I'm led into a therapy room that is divided into private areas by curtains. Incense burns, and the ping-ping sounds of ancient Korean classical music blanket the room in calm. I have no idea how many two inch pins are inserted into my wrists, ankles, and feet, because I don't even feel them go in. I'm told to relax, and then I'm alone.
My right knee begins to pulse dramatically, and then feels like it's opening up, and negative energy is flowing out. I'm not speaking in ethereal terms; it's a very real sensation. The entire left side of my head seems to have split apart, and it too is gushing white hot energy. I try to centre myself, for this is an unsettling sensation. At once point, I feel so panicky that I have to fight the urge to jump up off the table and run, like a giant pinpricked voodoo doll. I truly understand the concept of the mind-body-soul connection, and can attest to how we physically hold in our pain, no matter the type, because only when it's realised do I realize how tightly I grasp it.
Around about the time I bring myself back to earth, an assistant comes to pluck out the pins. She tells me to take off my shirt and flip onto my stomach. The next thing I know, a man is attaching a line of suction cups from my shoulder to my bottom. Then he turns on the machine. If I weren't absolutely certain of the medical impossiblity, I would wonder if my organs might be sucked out, such is the force of this device. Later, I notice small Dad's oatmeal cookie sized purplish-blue hickies on my back. I really must remember to wear my hair down, lest someone think I've been up to something untoward.

..........

* _Exercise set_
(1) In the account of the acupuncture treatment, what does the assistant tell the narrator to do after coming to pluck out the pins?
(2) Translate this sentence from the acupuncture account into Spanish: "Incense burns, and the ping-ping sounds of ancient Korean classical music blanket the room in calm."
(3) Carry on the account of the acupuncture treatment from its final sentence.

(Extracted records)

..........

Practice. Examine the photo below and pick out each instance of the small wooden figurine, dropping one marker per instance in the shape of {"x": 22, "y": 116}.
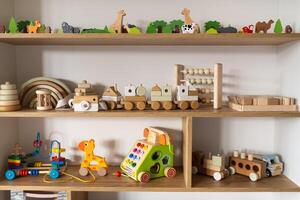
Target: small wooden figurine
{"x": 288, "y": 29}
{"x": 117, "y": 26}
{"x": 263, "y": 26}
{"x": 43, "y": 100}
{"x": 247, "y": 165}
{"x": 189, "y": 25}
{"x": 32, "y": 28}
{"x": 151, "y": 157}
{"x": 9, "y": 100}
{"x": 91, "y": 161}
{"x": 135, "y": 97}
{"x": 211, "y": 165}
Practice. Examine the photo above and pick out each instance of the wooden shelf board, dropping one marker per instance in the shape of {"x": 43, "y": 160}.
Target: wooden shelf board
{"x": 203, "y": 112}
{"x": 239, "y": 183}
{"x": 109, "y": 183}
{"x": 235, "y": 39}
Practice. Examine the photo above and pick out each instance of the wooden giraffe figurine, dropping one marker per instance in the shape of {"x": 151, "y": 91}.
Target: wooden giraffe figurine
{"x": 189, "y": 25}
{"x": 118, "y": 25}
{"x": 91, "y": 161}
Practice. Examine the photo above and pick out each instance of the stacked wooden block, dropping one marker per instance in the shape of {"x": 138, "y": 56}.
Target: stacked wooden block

..........

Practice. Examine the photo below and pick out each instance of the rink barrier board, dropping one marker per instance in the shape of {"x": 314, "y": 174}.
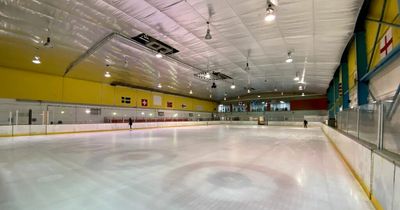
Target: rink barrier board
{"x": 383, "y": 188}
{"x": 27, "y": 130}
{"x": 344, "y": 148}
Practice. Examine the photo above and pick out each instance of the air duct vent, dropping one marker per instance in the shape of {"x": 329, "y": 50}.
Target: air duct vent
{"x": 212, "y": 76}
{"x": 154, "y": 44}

..........

* _Answers by item number_
(1) To take off the shirt and flip onto the stomach.

(2) Arde incienso, y los sonidos ping-ping de la música clásica coreana antigua envuelven la sala en calma.

(3)
By now somewhat disoriented, I am sent up a Himalayan steep flight of stairs for more treatments. (I find the idea of several flights of stairs at a pain clinic outrageously amusing, but this is the norm in Gwangju. One rarely sees ramps or elevators. I wonder how the physically challenged manage?) In the upper clinic, I'm soon face down on another table with a twist of mechanical eels on my shoulder. This device doesn't only give a mini shock treatment, it also gives one the feeling of big centipedes marching artfully as it massages the injured area.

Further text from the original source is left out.